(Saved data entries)
◆ ◆ ◆ ◆
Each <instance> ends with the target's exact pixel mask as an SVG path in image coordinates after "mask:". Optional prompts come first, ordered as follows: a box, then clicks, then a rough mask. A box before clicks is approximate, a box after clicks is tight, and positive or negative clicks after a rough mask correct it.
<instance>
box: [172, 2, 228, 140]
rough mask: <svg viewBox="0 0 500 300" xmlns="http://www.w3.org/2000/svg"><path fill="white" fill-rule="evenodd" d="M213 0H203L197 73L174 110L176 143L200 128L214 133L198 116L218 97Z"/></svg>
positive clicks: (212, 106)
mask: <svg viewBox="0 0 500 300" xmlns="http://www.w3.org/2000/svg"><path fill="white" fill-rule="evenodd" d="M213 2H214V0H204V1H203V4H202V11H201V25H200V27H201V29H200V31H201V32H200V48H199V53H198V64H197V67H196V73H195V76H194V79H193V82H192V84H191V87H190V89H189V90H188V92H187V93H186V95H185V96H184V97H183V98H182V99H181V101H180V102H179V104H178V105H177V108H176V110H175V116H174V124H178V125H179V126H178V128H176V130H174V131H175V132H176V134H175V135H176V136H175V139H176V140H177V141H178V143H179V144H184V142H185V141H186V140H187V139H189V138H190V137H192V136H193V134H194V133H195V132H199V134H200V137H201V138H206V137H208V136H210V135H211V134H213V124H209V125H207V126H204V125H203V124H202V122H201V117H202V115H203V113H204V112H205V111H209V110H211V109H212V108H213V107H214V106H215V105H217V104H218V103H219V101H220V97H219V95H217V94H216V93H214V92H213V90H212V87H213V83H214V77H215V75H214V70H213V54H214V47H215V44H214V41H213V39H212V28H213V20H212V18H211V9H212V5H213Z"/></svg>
◆ ◆ ◆ ◆
Write out every line from the entries where "rough" appears.

Each <instance> ends with the target's exact pixel mask as an SVG path in image coordinates after "mask:". Optional prompts come first, ordered as follows: a box, then clicks, then a rough mask. A box before clicks is approximate, a box after clicks is tight, and positive or negative clicks after a rough mask correct it.
rough mask: <svg viewBox="0 0 500 300" xmlns="http://www.w3.org/2000/svg"><path fill="white" fill-rule="evenodd" d="M213 0H203L197 73L174 110L176 143L200 128L214 133L198 116L218 97Z"/></svg>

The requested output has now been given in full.